## Extract provided
Could umbilical cord stem cells cure blood cancer?
Stem cells have promised to be the catalyst for major strides in medical research for decades. While progress in some fields has been slower than initially hoped, scientists say advances in cell transplantation techniques are raising the prospect of curing patients with acute myeloid leukaemia (AML).
In a new paper published in Leukemia, researchers from Osaka University compared two strategies for cell transplantation in a subset of individuals with AML, a common type of blood cancer that has a relatively low survival rate. It is particularly deadly for patients suffering from refractory and relapsed AML (R/R AML), meaning their cancer has stopped responding to treatment and has returned after a period of remission.

## Brief 1
Answer these from the article on umbilical cord stem cells:
(a) Which university are the researchers from?
(b) In which journal was the new paper published?
(c) What does the abbreviation R/R AML stand for?
## Brief 2
In the article on umbilical cord stem cells, rewrite the part that opens with the words containing "Could umbilical cord" and closes with "myeloid leukaemia (AML).", putting "experts" in place of "scientists".
The entries after this are unrelated and play no part here.

## Data under study
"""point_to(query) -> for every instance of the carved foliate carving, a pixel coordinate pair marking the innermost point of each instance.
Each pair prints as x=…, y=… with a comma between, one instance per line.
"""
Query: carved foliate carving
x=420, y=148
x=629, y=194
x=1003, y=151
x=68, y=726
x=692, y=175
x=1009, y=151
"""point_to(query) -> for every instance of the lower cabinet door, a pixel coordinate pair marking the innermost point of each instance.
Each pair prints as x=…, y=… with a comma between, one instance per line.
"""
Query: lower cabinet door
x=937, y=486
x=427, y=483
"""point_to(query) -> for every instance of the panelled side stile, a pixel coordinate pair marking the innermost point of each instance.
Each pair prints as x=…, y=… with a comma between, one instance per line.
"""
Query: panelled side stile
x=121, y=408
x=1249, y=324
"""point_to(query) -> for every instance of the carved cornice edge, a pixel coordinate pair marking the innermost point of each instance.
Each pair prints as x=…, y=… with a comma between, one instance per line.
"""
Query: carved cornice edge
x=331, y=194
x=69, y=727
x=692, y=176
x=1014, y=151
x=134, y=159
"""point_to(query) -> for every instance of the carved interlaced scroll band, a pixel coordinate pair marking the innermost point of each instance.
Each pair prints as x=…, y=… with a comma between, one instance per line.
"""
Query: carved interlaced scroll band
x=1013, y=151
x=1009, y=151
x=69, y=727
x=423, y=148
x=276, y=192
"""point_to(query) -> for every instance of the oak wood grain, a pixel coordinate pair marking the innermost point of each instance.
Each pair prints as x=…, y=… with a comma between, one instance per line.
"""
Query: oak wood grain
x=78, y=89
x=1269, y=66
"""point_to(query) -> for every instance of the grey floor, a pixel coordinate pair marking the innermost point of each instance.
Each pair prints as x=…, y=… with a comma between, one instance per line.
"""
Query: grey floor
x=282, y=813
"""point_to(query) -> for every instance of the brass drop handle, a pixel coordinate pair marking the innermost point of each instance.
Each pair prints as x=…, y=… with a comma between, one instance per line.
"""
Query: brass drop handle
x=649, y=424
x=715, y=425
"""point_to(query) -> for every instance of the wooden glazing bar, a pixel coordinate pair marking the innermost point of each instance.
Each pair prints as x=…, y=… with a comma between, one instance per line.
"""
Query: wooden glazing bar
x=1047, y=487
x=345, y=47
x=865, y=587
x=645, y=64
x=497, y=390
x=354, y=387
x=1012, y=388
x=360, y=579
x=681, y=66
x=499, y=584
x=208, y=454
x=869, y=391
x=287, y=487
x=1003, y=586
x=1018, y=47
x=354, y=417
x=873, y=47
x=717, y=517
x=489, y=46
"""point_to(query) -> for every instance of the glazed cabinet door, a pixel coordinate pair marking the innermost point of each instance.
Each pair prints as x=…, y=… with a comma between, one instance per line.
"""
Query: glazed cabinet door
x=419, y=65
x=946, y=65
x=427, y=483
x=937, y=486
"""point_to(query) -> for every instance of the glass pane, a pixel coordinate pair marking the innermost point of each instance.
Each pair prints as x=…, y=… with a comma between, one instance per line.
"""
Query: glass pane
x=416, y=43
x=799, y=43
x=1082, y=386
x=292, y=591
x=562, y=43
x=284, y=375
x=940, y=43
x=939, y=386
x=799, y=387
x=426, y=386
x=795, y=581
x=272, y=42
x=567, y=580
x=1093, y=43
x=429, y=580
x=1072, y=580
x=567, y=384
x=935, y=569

## Task output 1
(a) Osaka University
(b) Leukemia
(c) Refractory and relapsed AML

## Task output 2
Could umbilical cord stem cells cure blood cancer?
Stem cells have promised to be the catalyst for major strides in medical research for decades. While progress in some fields has been slower than initially hoped, experts say advances in cell transplantation techniques are raising the prospect of curing patients with acute myeloid leukaemia (AML).